• [THINGS TO DO]:
(1) In the passage on Rohingya refugees in India, rewrite the text starting at "In 2019, Modi’s" and ending at "Rohingya refugee community.", substituting "law" for "bill".
(2) According to the passage on Rohingya refugees in India, what reason do Indian authorities give for holding detained Rohingya beyond their sentences? Answer in one to three sentences.
(3) Continue the passage on Rohingya refugees in India from where it stops.

• [EXCERPTED PASSAGE]:
━━━
He also pointed out that in Jammu, police verification of Rohingya has been conducted every month for the past few years. ‘Every month, their UNHCR cards are checked, and documents are signed along with photographs,’ Sabber added.
CAA Amendment Bill – Another Roadblock for Rohingya
According to UNHCR, as of August 2023, approximately 47,479 refugees and asylum-seekers were registered, with 30,313 from Myanmar, 13,078 from Afghanistan, and 4,088 from other countries. A 2023 study on Rohingya refugees in India reveals a deterioration in government policies and attitudes towards refugees, especially Rohingya, in recent years. “The administration of Prime Minister Narendra Modi, starting in 2014, has largely played to a nationalist audience, fueling anti-Muslim and anti-refugee sentiments. This was highlighted in the passage of the Citizen Amendment Act, 2019 (CAA),” the report stated.
In 2019, Modi’s Hindu nationalist government introduced the controversial bill that opens a path to Indian citizenship for illegal immigrants, provided they belong to the Hindu, Sikh, Christian, Buddhist, and Jain communities and are from Afghanistan, Pakistan, or Bangladesh. Criticized at a broader level, this bill excludes the Muslim Rohingya refugee community.
The same study noted that lawyers for the Rohingya emphasize the arbitrary and indefinite detention they face, a violation of international law. In several cases, Rohingya detained as “illegal immigrants” have been held beyond their sentences. Indian authorities argue that they are awaiting deportation back to Myanmar, but this raises concerns about violations of international law and internal guidelines.
━━━
• [INPUT DATA]:
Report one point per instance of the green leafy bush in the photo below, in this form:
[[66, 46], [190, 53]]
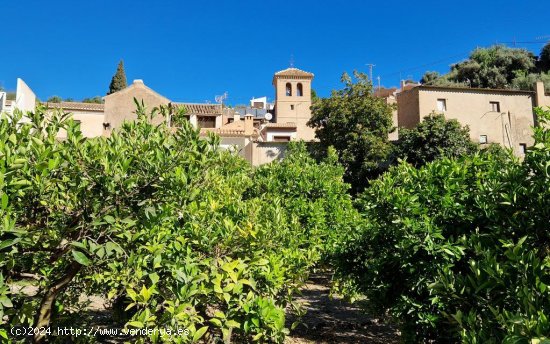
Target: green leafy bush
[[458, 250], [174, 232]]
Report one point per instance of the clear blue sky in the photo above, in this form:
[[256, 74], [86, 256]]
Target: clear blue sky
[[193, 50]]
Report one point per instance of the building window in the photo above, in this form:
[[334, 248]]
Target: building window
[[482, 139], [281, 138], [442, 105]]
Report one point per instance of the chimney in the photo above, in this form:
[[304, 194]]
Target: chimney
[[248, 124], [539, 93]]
━━━
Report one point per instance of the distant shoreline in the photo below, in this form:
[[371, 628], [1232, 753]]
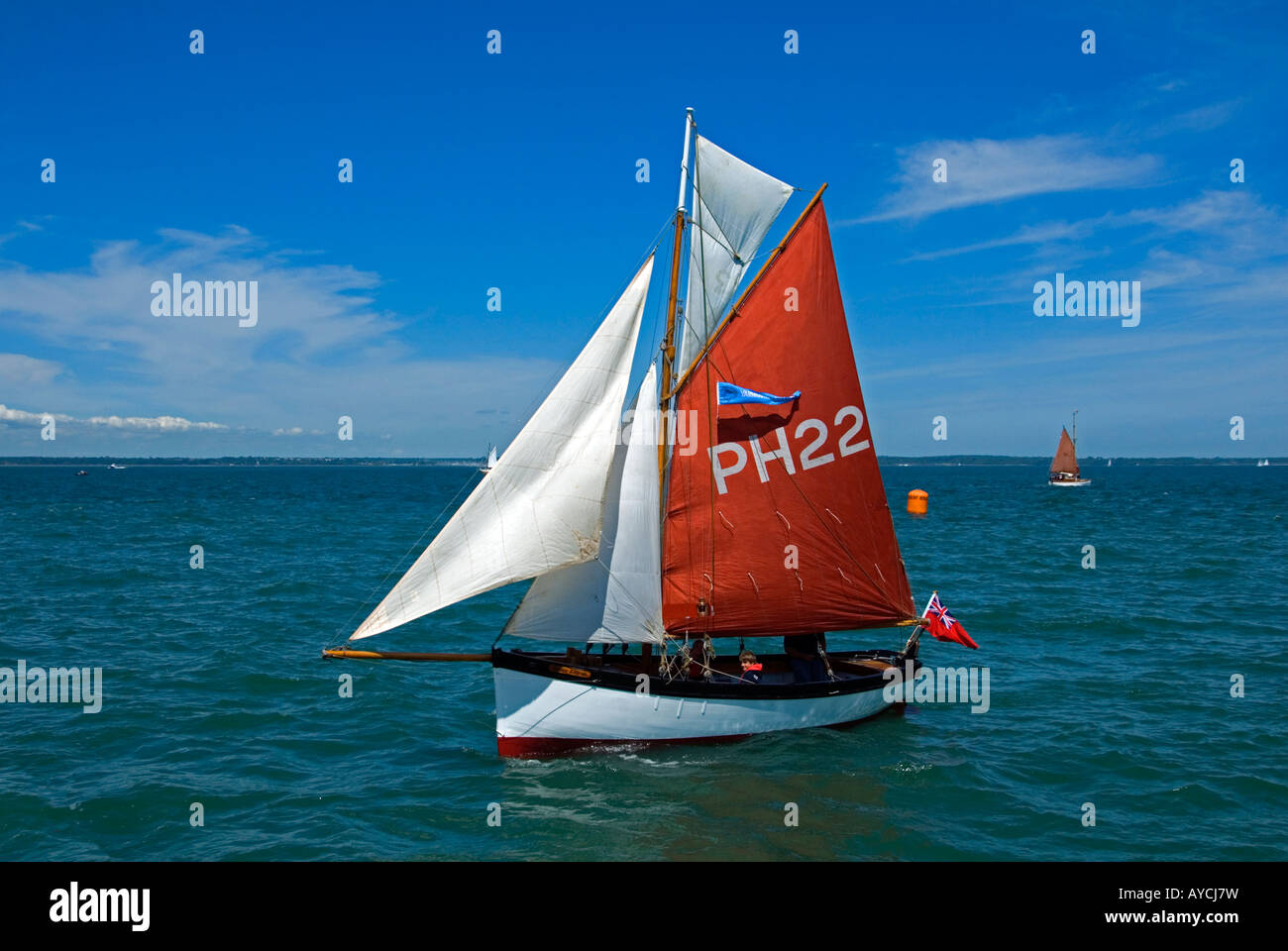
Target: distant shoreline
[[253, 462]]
━━━
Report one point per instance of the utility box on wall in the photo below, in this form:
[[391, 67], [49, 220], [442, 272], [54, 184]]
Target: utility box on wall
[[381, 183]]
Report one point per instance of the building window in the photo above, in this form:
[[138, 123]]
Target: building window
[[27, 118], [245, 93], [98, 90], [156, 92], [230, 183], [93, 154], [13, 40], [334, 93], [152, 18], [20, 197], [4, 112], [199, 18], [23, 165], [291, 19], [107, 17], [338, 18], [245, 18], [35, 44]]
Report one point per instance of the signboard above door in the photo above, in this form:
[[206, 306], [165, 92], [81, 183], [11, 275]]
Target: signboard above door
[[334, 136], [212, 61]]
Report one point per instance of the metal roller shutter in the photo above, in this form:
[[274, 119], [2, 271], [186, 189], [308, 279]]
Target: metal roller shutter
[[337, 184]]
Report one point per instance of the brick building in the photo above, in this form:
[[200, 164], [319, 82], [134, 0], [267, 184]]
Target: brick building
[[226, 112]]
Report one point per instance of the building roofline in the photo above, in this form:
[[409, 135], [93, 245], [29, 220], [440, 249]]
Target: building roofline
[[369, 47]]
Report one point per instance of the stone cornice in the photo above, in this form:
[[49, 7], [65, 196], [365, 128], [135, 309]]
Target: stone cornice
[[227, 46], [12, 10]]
━━━
• [PER-TASK ANSWERS]:
(1)
In 2019, Modi’s Hindu nationalist government introduced the controversial law that opens a path to Indian citizenship for illegal immigrants, provided they belong to the Hindu, Sikh, Christian, Buddhist, and Jain communities and are from Afghanistan, Pakistan, or Bangladesh. Criticized at a broader level, this law excludes the Muslim Rohingya refugee community.

(2) Indian authorities argue that the detained Rohingya are awaiting deportation back to Myanmar.

(3)
Illegal Immigrants in absence of Refugee law
With the absence of refugee law and a consistent policy on refugees and asylum-seekers, India faces challenges in providing legal protection. Furthermore, India is not a signatory to the 1951 UN Convention on Refugees and its 1976 protocol, making it difficult for refugees to fall under the purview of India’s Foreigners Act and Passport Act, as these require valid passport and visa documents. However, some refugees, especially Rohingyas, may not have UNHCR cards.“Without these documents, they can be detained and deported and are known as illegal immigrants,” says Ali Johar.
In 2011, the Indian Ministry of Home Affairs (MHA) issued a Standard Operating Procedure (SOP) that included provisions for Long Term Visas (LTV) for a maximum period of five years, extendable to a sixth year upon the review of the refugees’ documents by the Home department.
“We had LTVs before, but they are now expired, and we cannot apply for new LTVs after the controversial amendment bill in 2019,” says Sabber. “India has signed international agreements on human rights (1948) and against torture (1997) and has passed domestic laws on the right to life that apply to refugees. Therefore, it is the responsibility of the Indian state to prevent violations of international laws,” he adds.
Sabber emphasizes that while India is a democratic country, still, due to political interests in recent years, the narrative towards Muslim Rohingya refugees has witnessed hate and allegations of terrorism. “We are victims of terror in our own country. We have migrated to India to save ourselves.” For Sabber, the Rohingya community stares at a terrible situation with upcoming general elections in India next year.
“We request the Modi government to view us through the humanitarian prism, release the detained and allow us to live peacefully until there is a judgement from the International Court of Justice,” he says. However, for now, the J&K government has set up a high-powered committee to identify foreign nationals overstaying illegally in the union territory since 1 January 2011. The officials said that this will also include the Rohingya refugees living here.